GIVEN PROBLEM = Reproduce the entries from the line with "formation in the provided image." up to and including the line with "222;199;744;422", requests included, offsetting every pixel coordinate in the answers by -50.

[Region labeling entries]
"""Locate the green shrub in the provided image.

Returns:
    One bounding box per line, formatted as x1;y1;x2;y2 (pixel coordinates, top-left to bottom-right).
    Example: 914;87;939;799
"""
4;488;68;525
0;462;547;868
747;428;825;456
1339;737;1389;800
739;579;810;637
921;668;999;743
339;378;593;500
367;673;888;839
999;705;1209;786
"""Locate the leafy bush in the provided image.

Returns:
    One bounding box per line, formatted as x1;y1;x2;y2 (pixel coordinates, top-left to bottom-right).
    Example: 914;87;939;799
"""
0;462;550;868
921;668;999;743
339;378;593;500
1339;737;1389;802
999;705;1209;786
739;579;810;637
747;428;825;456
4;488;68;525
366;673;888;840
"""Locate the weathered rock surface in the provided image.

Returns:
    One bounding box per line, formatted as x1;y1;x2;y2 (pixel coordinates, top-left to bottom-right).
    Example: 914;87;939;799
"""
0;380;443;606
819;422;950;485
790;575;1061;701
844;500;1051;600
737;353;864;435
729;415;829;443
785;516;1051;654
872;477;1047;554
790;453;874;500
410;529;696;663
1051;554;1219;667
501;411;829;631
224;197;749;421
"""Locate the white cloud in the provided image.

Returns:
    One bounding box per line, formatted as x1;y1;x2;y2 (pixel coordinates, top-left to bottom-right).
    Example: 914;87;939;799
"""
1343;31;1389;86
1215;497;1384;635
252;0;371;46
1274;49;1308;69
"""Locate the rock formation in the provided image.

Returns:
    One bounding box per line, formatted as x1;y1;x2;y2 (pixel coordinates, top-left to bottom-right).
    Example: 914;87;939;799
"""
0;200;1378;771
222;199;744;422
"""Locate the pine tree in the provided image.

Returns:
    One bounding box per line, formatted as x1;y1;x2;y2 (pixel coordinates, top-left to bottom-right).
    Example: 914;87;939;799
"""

* * *

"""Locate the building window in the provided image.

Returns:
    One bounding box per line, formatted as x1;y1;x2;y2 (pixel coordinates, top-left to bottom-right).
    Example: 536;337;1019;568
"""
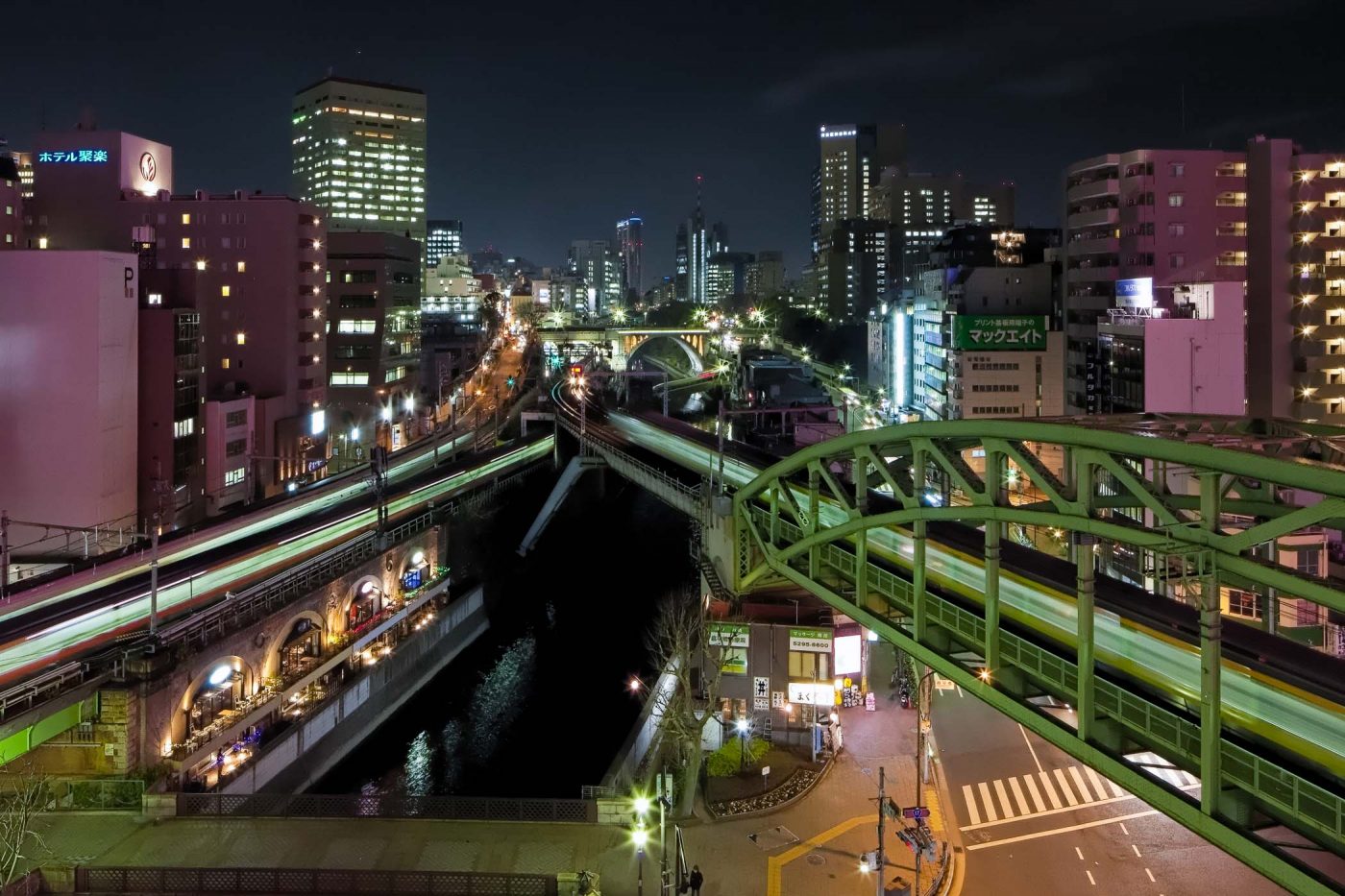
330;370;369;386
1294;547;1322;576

TASK RESULT =
"""Locate the rock formation in the provided image.

Returns:
    One bounding box per line, formatted as x1;y1;x2;y2 (pixel coordinates, top-left to bottom-right).
    Example: 914;87;939;799
"""
-50;150;1328;721
172;149;694;372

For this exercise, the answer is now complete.